Start of RECORDS TO PROCESS

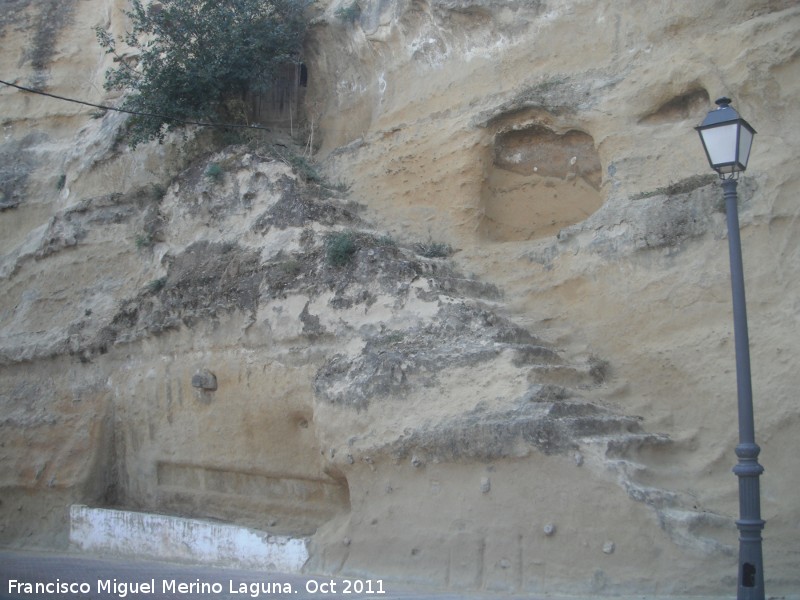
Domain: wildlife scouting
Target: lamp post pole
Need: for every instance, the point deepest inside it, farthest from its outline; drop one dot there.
(748, 470)
(727, 139)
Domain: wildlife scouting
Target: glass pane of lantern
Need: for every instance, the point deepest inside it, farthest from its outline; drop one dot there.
(720, 143)
(745, 143)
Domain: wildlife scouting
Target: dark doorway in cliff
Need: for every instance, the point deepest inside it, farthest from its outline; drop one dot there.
(539, 181)
(281, 103)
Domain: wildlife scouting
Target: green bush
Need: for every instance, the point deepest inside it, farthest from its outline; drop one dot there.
(196, 59)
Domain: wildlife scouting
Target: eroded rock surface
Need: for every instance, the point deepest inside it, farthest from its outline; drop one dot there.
(503, 361)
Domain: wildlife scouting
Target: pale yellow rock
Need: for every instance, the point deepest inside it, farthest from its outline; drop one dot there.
(551, 144)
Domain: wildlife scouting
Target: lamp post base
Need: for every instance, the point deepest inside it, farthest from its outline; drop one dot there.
(748, 470)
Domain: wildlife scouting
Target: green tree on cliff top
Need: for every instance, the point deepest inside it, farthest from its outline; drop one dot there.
(193, 60)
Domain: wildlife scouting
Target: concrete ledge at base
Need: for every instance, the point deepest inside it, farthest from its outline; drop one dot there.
(144, 535)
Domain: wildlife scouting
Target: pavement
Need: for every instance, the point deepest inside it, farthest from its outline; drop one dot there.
(61, 576)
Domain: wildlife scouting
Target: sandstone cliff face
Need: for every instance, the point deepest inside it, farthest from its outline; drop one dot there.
(502, 361)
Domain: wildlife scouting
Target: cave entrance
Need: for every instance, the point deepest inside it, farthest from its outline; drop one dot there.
(539, 182)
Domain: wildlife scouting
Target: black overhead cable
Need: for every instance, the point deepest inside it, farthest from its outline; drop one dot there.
(132, 112)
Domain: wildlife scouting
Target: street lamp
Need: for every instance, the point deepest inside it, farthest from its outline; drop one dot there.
(727, 139)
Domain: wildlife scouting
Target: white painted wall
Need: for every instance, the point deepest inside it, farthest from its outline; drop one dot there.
(146, 535)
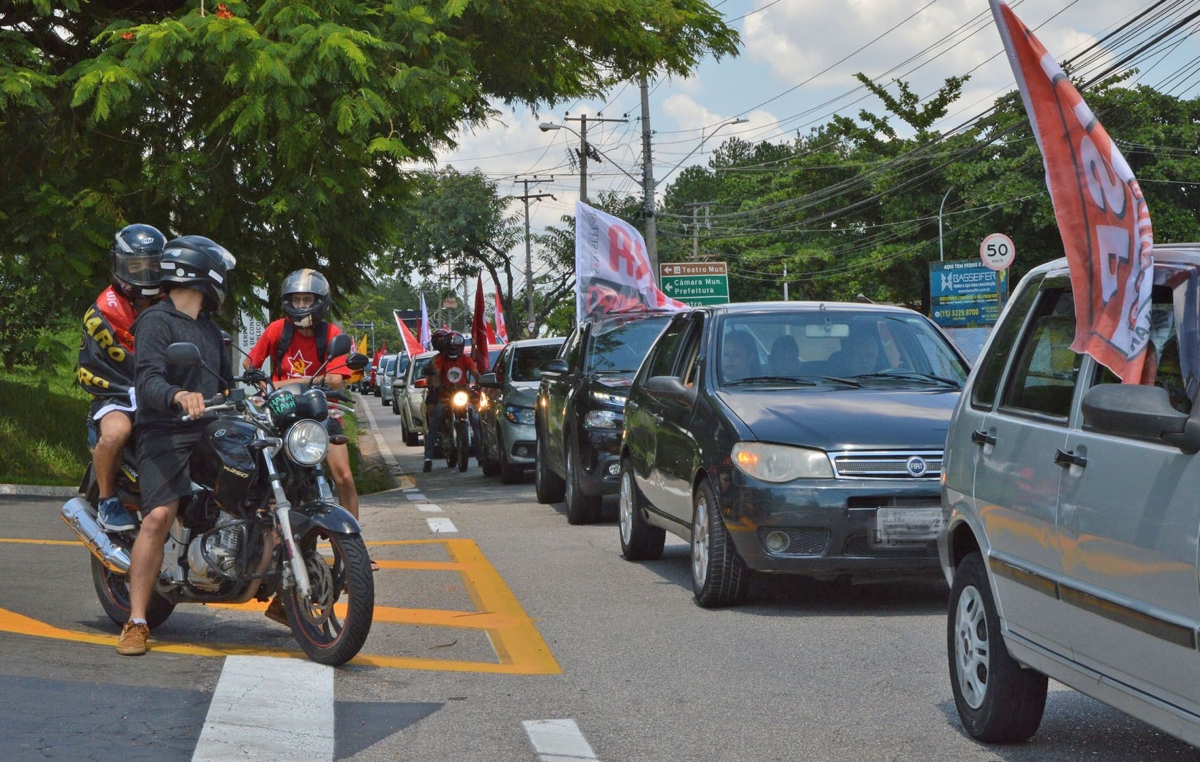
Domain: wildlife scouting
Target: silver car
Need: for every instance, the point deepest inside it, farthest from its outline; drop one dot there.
(505, 409)
(1072, 515)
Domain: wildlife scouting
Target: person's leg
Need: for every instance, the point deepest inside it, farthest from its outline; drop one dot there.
(106, 460)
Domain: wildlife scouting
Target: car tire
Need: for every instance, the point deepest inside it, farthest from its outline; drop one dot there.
(719, 576)
(639, 540)
(547, 485)
(999, 701)
(581, 509)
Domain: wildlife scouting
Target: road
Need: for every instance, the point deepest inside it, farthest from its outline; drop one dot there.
(504, 635)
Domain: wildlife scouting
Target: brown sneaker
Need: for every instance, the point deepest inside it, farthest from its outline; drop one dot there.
(275, 612)
(133, 640)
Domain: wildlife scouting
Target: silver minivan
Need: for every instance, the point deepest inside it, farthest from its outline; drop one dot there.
(1072, 509)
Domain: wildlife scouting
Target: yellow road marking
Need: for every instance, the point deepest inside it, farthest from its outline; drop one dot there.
(497, 612)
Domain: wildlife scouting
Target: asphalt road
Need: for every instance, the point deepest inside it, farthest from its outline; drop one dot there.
(495, 613)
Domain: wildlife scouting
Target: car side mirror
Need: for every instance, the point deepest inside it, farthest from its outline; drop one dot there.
(1140, 412)
(555, 369)
(670, 388)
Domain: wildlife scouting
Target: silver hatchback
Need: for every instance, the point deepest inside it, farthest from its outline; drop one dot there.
(1072, 515)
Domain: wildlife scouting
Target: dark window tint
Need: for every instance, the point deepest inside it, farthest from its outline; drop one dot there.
(991, 366)
(1044, 377)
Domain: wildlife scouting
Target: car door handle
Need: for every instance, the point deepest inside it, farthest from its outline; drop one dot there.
(982, 437)
(1069, 459)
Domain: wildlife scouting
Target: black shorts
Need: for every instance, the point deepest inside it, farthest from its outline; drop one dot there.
(162, 465)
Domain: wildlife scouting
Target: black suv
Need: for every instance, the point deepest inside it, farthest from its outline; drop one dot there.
(581, 411)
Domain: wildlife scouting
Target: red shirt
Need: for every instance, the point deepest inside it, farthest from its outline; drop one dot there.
(300, 359)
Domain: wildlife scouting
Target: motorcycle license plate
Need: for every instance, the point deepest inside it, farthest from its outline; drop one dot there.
(904, 527)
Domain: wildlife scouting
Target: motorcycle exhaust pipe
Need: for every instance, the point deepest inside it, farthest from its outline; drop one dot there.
(79, 516)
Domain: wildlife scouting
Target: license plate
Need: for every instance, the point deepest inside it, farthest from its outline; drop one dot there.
(899, 527)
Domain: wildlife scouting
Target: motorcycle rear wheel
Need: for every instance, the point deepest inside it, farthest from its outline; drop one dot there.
(316, 627)
(113, 591)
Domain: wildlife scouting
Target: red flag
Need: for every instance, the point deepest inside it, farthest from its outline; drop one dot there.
(502, 330)
(412, 345)
(478, 329)
(1101, 210)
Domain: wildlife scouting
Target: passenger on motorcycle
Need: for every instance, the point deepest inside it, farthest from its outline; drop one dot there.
(193, 277)
(450, 367)
(106, 360)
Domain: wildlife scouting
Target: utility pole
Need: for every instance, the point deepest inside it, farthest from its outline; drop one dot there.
(526, 198)
(652, 234)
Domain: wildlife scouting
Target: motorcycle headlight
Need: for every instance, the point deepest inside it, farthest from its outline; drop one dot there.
(522, 417)
(779, 463)
(307, 443)
(604, 419)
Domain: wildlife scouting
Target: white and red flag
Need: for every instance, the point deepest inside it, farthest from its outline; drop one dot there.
(1101, 210)
(612, 273)
(502, 330)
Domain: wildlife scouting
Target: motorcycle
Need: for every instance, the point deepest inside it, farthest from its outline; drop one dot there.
(455, 433)
(256, 523)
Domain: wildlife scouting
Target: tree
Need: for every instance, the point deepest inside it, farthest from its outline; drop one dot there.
(281, 130)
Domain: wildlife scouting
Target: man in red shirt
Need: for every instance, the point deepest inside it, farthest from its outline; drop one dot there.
(450, 367)
(297, 348)
(106, 360)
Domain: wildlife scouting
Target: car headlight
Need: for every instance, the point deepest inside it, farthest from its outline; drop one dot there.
(779, 463)
(307, 443)
(604, 419)
(522, 417)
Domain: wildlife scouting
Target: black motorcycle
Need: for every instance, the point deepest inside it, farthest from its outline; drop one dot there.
(258, 522)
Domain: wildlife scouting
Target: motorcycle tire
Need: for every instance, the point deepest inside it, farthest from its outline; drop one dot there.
(316, 627)
(113, 591)
(463, 442)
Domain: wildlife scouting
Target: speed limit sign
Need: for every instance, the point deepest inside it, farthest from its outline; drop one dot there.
(997, 251)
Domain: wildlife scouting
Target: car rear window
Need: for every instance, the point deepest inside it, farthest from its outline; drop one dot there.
(621, 347)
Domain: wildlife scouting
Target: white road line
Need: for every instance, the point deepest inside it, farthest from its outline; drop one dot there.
(441, 526)
(268, 708)
(384, 450)
(558, 741)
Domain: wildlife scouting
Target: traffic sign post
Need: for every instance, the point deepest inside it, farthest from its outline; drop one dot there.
(696, 283)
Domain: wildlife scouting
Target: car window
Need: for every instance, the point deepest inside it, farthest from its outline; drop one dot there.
(621, 347)
(1047, 369)
(528, 360)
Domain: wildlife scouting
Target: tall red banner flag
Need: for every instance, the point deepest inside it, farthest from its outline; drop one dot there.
(479, 329)
(1101, 210)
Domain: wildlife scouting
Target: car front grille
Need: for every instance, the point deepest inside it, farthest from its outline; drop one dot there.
(889, 465)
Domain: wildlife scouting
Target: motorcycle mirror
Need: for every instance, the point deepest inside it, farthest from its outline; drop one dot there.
(183, 354)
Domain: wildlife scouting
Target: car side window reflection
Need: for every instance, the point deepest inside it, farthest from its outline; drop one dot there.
(1044, 377)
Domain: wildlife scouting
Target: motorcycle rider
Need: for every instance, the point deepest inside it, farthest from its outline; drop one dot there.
(450, 367)
(193, 277)
(106, 360)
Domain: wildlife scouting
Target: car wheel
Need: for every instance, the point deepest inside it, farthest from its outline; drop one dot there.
(719, 576)
(509, 473)
(547, 485)
(639, 540)
(581, 509)
(999, 700)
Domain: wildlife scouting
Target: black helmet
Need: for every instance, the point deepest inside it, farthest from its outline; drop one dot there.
(453, 345)
(135, 258)
(199, 263)
(306, 282)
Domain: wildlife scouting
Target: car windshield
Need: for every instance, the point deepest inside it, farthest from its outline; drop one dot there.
(528, 361)
(843, 348)
(621, 347)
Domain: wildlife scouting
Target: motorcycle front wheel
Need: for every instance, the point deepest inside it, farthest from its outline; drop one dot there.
(113, 591)
(333, 627)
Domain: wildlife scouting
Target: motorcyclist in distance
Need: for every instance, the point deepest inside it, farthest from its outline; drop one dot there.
(107, 363)
(450, 367)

End of RECORDS TO PROCESS

▸ **YOUR TASK**: From the entries above, show each line that includes the string "rock".

▸ **RESPONSE BELOW**:
Target: eroded rock surface
Target: pale yellow rock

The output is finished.